_TASK GOAL_
Write out the part of the passage on ear atresia between "Early amplification within" and "fitted soon thereafter.", inclusive.

_QUOTED PASSAGE_
○ ○ ○ ○ ○
Early amplification within the first 3 to 4 months of life is essential in infants with bilateral atresia. Initial medical and audiologic evaluations can be completed within the first few months of life and a bone-conduction hearing aid or soft band BAHA can be fitted soon thereafter.

Although most otologic surgeons would consider atresia repair in bilateral cases, many are reluctant to operate on unilateral atresias. The issue is not the unilateral aspect of the hearing loss because most otologic surgeons will
explore the middle ear of a child with a large unilateral conductive hearing loss due to other causes (e.g., trauma, infection). The concern is the degree and predictability of hearing improvement that can be achieved, potential lifetime care of a mastoid cavity, and the risk to the facial nerve in atresia surgery. These concerns have prompted many surgeons to recommend delaying surgery in unilateral cases until adulthood, when patients can make their own decision based on the risks and benefits.

An improvement in the hearing threshold to 25 dB or better eliminates the handicap of unilateral hearing loss. This degree of hearing improvement is not possible in all atresia patients, but it can be achieved in at least 50% of carefully selected patients. A mastoid cavity is not created if the “anterior” surgical approach is used, and risk to the facial nerve is minimized by understanding the abnormal development of this structure and by using intraoperative facial nerve monitoring. I and others contend that the benefits of binaural hearing and the possibility of achieving that goal are sufficiently great to offer corrective surgery to carefully selected children with unilateral atresia (10, 15).
○ ○ ○ ○ ○
_Stored entries_
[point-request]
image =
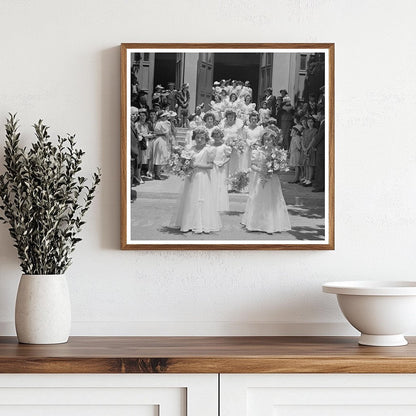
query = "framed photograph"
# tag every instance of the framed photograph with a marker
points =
(227, 146)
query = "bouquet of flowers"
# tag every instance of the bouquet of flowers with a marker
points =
(239, 180)
(276, 161)
(180, 161)
(236, 143)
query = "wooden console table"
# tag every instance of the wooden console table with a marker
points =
(113, 355)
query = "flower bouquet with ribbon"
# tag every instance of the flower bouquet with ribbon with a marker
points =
(236, 143)
(239, 180)
(180, 161)
(275, 161)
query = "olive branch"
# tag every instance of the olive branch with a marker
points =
(44, 198)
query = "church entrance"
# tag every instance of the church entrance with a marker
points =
(238, 66)
(165, 69)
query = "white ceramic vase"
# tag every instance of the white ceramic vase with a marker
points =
(43, 309)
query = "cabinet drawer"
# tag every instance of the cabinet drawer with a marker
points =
(318, 394)
(108, 395)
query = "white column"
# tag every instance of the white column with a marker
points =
(285, 73)
(190, 76)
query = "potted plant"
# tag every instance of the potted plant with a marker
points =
(44, 199)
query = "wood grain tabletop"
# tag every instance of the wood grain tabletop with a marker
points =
(206, 355)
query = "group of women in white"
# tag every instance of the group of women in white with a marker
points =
(226, 140)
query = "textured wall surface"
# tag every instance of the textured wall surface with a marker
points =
(60, 62)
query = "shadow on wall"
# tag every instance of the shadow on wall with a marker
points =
(9, 280)
(109, 130)
(271, 314)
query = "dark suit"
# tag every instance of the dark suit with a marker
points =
(271, 104)
(135, 154)
(319, 144)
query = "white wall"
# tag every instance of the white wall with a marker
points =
(60, 61)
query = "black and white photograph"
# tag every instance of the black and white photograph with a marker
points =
(227, 147)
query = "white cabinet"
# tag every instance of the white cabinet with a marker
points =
(109, 395)
(197, 395)
(317, 394)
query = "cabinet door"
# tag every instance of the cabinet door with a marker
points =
(108, 395)
(318, 394)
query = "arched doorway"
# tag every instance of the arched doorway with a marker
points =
(238, 66)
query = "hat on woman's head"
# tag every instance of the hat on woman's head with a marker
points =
(217, 131)
(201, 130)
(229, 111)
(208, 114)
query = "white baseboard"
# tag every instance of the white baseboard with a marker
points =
(201, 329)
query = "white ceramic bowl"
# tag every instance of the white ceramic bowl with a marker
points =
(381, 311)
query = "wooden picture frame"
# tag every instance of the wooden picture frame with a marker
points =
(289, 66)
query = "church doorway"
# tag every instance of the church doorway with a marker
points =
(238, 66)
(165, 69)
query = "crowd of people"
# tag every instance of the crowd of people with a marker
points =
(229, 137)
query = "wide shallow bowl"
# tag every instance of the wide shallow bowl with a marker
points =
(381, 311)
○ ○ ○ ○ ○
_RESPONSE TO THE EXERCISE_
Early amplification within the first 3 to 4 months of life is essential in infants with bilateral atresia. Initial medical and audiologic evaluations can be completed within the first few months of life and a bone-conduction hearing aid or soft band BAHA can be fitted soon thereafter.